* **KETENTUAN TUGAS 1**: Temukan setiap baris catatan yang memuat kata "cloud", lalu salin semua baris itu.

### BAGIAN TEKS ###

Nikmatnya Tersesat di Hutan Mangrove

Agus Surono

Editor

Nikmatnya Tersesat di Hutan Mangrove
Nikmatnya Tersesat di Hutan Mangrove

Intisari-Online.com - Baru sekarang saya percaya jargon "sengsara membawa nikmat". Tak berhasil menemukan sebuah alamat, eh malah nyasar ke hutan mangrove di Kota Denpasar. Tapi, datanglah kemudian nikmatnya. Pemandangan di hutan bakau itu ternyata indah banget. Bak pangeran melihat putri duyung, saya langsung jatuh cinta.

Padahal, sumpah mati, saya bukan orang yang mudah jatuh cinta. Hutan mangrove sebenarnya bukan pemandangan aneh. Namun, ada nilai lebih yang dimiliki kawasan hutan bakau di Suwung, Denpasar ini. Di sini, kata hutan yang berkonotasi kotor, menakutkan, menjijikkan, disulap menjadi lokasi ekowisata yang, sim salabim, menawarkan sejuta kesenangan.

Cukup dengan menelusuri trail (sejenis jembatan pancang berpondasi di bawah permukaan air, lebarnya antara 1 – 2 m) sepanjang 2,5 km (pergi - pulang), saya sudah bisa "berkeliling" kawasan seluas hampir 1.400 ha itu. Pada jarak tertentu, berdiri hut (rumah peristirahatan terbuat dari kayu) buat pengunjung yang kecapaian. Bisa dipakai buat tidur-tiduran, memandangi burung-burung yang beterbangan, atau sekadar menikmati asmosfer hutan bakau nan menawan.

### DATA TUGAS INI ###

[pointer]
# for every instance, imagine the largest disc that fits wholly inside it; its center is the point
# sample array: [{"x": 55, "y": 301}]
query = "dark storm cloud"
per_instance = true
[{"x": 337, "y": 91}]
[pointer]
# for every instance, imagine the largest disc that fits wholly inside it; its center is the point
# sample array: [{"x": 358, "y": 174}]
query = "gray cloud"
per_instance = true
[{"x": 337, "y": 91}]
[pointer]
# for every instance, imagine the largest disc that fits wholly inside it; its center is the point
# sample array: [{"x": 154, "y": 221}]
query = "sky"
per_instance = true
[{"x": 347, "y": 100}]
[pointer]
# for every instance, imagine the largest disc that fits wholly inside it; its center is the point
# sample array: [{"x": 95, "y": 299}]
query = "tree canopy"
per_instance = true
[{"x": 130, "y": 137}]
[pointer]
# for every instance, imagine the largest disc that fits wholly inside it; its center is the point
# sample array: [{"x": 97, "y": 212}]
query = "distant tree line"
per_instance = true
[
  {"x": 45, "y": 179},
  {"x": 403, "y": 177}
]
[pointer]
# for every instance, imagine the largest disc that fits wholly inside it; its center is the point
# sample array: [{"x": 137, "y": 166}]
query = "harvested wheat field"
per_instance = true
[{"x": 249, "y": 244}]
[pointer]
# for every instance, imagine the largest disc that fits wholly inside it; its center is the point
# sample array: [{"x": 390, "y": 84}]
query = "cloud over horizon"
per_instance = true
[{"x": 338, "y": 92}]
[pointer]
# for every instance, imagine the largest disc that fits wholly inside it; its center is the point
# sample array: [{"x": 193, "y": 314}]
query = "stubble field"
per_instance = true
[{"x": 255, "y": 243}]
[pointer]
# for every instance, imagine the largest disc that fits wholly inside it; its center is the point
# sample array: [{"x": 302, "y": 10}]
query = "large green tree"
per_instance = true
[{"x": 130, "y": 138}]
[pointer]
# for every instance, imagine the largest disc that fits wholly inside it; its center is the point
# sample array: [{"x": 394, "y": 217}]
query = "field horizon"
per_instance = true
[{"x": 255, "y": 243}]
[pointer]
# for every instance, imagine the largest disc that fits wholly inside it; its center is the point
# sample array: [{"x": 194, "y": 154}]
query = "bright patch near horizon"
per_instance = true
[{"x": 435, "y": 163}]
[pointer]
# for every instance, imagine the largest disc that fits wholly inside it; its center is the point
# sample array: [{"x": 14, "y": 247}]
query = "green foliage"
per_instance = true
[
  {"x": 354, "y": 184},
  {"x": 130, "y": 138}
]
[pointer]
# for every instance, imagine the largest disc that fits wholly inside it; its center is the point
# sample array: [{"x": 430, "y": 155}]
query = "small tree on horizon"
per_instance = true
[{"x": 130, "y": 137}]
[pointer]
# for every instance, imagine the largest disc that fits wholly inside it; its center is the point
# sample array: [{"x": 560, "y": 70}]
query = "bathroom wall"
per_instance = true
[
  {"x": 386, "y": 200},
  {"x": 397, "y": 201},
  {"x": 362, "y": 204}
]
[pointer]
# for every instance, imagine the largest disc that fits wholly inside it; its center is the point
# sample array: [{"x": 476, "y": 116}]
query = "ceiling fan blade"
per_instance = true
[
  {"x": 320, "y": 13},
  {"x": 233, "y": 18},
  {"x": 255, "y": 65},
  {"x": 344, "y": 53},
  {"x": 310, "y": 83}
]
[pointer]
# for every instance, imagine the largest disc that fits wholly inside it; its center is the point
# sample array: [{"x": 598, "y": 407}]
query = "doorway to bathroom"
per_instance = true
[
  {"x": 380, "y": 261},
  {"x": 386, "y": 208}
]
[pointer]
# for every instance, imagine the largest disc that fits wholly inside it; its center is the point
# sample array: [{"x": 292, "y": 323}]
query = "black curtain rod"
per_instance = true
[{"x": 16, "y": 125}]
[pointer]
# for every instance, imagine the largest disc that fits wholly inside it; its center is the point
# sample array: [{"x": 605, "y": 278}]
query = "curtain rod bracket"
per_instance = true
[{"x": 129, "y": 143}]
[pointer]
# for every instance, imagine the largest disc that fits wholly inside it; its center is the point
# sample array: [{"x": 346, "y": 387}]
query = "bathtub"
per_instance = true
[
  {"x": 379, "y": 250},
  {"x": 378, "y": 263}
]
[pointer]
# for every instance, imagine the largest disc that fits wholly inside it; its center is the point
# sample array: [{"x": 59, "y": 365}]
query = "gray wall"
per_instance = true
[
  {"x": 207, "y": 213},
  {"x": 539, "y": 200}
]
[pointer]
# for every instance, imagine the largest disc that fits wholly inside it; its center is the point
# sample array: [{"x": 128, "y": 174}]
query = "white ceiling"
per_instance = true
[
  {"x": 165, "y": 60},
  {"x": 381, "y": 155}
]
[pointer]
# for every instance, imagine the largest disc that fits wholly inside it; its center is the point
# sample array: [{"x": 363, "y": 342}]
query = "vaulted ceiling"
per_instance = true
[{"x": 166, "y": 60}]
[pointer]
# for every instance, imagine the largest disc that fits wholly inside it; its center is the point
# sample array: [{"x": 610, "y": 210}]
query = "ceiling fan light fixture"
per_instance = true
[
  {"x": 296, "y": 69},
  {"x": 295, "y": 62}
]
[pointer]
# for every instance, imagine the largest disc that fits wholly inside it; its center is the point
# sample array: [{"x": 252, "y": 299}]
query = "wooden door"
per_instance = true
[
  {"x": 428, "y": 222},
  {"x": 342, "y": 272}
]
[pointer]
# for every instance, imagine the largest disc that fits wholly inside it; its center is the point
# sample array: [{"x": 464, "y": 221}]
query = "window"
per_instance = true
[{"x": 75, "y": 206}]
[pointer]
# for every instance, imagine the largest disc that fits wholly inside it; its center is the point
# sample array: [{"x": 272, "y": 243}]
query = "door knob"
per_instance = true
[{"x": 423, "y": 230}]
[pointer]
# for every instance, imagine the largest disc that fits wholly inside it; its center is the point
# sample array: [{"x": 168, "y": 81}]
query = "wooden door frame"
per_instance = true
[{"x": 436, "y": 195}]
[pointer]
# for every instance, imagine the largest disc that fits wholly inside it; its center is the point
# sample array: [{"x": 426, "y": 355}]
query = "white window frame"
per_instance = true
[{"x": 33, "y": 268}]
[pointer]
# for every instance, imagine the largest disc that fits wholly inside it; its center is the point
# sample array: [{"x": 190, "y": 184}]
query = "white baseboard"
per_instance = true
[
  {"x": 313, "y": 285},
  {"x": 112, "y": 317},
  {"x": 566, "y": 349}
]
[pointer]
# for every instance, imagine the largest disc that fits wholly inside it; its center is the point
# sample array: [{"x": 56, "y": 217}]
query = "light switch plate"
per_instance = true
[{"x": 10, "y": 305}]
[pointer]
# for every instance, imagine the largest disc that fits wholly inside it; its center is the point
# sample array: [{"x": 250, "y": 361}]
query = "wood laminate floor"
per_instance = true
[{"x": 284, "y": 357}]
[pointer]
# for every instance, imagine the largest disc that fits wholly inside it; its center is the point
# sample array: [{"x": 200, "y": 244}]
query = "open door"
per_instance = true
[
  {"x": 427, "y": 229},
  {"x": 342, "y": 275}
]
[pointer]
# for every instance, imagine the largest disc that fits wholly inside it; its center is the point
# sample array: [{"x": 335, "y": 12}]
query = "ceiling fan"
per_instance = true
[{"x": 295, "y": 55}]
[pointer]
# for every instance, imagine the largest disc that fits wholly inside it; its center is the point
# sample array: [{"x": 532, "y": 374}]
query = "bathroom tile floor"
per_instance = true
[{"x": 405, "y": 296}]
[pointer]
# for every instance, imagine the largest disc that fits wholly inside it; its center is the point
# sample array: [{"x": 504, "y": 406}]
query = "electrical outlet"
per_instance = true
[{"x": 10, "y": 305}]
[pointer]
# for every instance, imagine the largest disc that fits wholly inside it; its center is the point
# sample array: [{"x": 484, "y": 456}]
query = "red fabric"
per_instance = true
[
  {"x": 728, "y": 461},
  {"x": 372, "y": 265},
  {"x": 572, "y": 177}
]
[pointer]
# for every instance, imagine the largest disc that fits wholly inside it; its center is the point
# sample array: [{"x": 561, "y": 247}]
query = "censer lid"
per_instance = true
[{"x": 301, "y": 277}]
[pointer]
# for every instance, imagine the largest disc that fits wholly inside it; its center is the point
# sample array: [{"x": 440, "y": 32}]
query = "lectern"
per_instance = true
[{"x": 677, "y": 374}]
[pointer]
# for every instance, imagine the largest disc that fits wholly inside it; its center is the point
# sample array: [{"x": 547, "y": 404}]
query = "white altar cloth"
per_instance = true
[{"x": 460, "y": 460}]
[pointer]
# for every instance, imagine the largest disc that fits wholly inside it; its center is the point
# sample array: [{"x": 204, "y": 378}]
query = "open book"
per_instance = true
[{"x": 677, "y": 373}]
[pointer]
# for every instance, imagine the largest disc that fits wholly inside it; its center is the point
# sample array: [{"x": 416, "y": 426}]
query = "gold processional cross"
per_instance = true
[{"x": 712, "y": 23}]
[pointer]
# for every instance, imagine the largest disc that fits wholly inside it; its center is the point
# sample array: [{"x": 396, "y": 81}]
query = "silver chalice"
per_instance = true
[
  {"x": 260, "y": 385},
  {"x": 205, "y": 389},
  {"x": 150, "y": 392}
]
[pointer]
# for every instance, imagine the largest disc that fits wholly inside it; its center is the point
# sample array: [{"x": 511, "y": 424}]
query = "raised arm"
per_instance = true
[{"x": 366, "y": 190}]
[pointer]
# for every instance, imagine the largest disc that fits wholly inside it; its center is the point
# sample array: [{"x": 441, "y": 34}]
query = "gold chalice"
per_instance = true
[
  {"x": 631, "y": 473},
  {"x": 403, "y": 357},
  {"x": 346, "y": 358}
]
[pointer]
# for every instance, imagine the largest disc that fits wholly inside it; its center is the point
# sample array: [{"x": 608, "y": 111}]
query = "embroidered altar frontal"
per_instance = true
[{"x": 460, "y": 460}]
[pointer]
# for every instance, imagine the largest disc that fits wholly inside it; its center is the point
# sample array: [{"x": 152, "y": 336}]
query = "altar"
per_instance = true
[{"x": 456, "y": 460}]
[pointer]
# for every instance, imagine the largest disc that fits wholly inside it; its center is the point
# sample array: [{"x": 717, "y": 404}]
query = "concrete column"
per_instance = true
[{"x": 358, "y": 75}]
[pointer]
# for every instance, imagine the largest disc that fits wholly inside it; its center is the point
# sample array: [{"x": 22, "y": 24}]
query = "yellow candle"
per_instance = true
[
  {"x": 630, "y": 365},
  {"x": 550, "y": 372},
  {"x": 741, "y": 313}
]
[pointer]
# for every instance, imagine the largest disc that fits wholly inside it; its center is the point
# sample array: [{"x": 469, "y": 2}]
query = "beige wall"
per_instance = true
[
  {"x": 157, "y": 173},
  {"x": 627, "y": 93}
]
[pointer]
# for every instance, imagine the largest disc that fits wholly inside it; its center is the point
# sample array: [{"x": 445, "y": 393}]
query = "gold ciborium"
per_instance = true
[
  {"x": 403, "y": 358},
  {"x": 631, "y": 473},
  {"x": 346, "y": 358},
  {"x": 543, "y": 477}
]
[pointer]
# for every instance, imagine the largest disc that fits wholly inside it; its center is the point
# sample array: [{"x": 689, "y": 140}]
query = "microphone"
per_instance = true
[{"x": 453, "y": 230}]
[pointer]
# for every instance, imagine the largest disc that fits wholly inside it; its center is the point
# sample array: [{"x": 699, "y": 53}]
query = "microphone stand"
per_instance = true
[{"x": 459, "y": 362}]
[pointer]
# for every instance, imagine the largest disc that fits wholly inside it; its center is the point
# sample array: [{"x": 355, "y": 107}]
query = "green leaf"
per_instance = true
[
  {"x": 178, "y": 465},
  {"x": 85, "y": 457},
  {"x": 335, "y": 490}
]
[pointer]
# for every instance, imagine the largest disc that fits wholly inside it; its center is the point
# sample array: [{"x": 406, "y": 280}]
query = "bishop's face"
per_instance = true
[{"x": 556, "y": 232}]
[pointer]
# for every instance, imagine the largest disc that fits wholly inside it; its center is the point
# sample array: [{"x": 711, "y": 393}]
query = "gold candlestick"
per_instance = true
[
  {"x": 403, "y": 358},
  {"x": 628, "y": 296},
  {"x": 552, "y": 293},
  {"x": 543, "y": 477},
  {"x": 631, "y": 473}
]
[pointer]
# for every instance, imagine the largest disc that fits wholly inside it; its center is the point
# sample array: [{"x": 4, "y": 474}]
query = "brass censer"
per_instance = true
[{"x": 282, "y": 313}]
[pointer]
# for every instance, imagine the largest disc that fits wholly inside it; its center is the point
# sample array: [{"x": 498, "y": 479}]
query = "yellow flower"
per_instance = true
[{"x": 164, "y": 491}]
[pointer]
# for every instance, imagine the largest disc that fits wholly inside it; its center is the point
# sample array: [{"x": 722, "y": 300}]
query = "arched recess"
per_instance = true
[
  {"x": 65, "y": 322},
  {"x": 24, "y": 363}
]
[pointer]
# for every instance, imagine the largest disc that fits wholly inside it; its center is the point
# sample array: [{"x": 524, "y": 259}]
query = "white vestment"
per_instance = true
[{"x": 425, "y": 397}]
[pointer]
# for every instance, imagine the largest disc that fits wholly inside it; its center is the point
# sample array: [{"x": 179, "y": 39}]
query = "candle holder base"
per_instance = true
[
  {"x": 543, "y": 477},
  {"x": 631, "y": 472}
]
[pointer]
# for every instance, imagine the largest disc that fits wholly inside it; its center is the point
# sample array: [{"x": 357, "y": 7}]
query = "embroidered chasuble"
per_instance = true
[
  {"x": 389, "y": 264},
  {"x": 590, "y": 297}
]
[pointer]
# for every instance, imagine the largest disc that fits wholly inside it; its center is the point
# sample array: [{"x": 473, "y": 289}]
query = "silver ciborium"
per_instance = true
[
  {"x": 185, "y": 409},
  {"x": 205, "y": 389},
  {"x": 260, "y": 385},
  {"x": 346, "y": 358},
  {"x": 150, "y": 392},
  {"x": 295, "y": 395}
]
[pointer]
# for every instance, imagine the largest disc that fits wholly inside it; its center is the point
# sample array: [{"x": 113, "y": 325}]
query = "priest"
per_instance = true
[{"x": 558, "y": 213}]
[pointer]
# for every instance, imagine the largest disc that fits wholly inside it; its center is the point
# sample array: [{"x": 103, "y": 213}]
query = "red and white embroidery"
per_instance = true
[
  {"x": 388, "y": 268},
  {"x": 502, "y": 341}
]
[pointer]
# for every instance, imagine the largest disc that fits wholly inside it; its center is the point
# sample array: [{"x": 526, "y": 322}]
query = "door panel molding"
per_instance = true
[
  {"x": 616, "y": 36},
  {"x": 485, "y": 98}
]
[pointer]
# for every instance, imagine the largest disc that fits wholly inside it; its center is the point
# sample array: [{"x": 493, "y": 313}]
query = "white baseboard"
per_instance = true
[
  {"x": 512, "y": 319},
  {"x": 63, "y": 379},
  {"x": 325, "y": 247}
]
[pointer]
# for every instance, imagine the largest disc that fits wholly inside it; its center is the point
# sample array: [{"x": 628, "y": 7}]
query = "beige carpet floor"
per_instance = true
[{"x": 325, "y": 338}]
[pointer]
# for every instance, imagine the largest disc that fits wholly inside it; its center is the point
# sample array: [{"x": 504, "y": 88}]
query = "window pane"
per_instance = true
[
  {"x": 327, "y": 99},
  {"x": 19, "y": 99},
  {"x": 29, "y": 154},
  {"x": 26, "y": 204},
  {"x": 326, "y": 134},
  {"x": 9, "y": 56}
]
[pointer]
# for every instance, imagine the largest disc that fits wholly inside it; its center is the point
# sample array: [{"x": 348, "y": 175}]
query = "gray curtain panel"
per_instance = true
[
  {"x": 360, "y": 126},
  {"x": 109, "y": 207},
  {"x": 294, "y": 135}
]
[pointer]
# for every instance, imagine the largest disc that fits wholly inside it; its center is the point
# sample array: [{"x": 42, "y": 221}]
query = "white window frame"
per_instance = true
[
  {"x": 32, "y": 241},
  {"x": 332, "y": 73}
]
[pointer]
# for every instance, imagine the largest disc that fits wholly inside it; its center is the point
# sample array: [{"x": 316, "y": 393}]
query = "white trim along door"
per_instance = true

###

* **KETENTUAN TUGAS 2**: Tentukan apakah setiap pernyataan berikut sesuai dengan artikel tentang hutan mangrove di atas, dan jawab ya atau tidak disertai kutipan persis kata-kata artikel yang menjadi dasarnya: (a) Trail di kawasan itu panjangnya 2,5 km pergi-pulang. (b) Kawasan hutan bakau itu luasnya lebih dari 2.000 ha. (c) Penulis artikel memang berniat datang ke hutan mangrove tersebut.

* **JAWABAN 1**:
query = "dark storm cloud"
query = "gray cloud"
query = "cloud over horizon"

* **JAWABAN 2**:
(a) Ya: "sepanjang 2,5 km (pergi - pulang)".
(b) Tidak: "kawasan seluas hampir 1.400 ha itu".
(c) Tidak: "Tak berhasil menemukan sebuah alamat, eh malah nyasar ke hutan mangrove di Kota Denpasar."